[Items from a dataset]
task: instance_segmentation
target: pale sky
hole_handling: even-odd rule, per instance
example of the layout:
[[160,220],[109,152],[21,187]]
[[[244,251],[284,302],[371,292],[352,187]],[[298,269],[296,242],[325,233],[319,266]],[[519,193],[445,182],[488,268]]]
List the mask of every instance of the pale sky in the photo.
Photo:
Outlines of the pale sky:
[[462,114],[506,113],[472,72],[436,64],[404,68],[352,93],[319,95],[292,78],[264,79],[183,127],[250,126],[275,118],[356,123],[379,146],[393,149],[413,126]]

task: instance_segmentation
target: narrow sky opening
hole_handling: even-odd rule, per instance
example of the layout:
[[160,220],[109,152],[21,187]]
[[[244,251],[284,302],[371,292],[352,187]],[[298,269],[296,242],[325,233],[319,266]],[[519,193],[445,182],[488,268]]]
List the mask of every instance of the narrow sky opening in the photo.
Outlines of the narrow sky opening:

# PROBLEM DETAILS
Output every record without changing any wording.

# RESPONSE BELOW
task: instance_segmentation
target: pale sky
hole_handling: even-odd rule, per instance
example of the layout:
[[160,220],[109,152],[21,187]]
[[[244,251],[284,302],[371,292],[352,187]],[[298,269],[296,242],[325,233],[319,266]],[[519,193],[445,182],[488,268]]]
List the mask of every instance of the pale sky in the photo.
Photo:
Outlines of the pale sky:
[[462,114],[506,113],[472,72],[436,64],[404,68],[352,93],[319,95],[292,78],[264,79],[183,127],[250,126],[275,118],[356,123],[379,146],[393,149],[413,126]]

task: instance_segmentation
target: narrow sky opening
hole_handling: even-odd rule, per instance
example of the layout:
[[160,220],[109,152],[21,187]]
[[[244,251],[284,302],[371,292],[352,187]],[[298,269],[296,242],[325,233],[319,266]],[[519,193],[445,182],[488,268]]]
List the mask of every instance of the narrow sky opening in the photo.
Outlines of the narrow sky opening:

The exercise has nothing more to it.